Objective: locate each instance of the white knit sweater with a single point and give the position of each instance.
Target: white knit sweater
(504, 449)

* * *

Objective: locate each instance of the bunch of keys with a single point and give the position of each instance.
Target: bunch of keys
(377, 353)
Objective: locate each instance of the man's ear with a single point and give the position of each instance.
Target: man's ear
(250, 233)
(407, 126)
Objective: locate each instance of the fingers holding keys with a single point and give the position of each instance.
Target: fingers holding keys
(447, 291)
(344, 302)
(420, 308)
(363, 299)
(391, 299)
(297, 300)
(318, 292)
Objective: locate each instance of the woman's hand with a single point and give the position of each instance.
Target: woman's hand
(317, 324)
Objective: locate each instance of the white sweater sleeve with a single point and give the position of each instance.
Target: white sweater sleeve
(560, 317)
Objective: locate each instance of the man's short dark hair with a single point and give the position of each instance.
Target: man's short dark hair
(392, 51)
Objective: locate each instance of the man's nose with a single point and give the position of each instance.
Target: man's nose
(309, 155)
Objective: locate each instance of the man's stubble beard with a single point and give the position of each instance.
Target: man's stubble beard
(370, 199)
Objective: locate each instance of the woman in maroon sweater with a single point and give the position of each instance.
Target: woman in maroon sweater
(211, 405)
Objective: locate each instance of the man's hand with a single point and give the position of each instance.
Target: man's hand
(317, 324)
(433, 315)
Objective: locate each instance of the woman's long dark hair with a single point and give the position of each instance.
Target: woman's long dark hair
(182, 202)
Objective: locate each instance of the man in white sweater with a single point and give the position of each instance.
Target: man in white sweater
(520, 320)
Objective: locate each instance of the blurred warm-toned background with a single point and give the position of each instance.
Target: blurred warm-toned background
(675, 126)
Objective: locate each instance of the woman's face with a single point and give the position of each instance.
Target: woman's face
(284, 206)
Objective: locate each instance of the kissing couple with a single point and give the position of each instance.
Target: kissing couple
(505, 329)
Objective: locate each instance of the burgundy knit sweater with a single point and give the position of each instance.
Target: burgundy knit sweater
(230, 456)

▶ _BRIEF_: From the rows above, pick out every line that contains the string "hand", treating uppercase and lowercase as different.

▶ _REPLY_:
Objective: locate each instance of the woman's hand with a single point and give the position of each instance.
Target: woman's hand
Objective: locate each instance of the man's hand with a single point and give the position of each instance.
Target: man's hand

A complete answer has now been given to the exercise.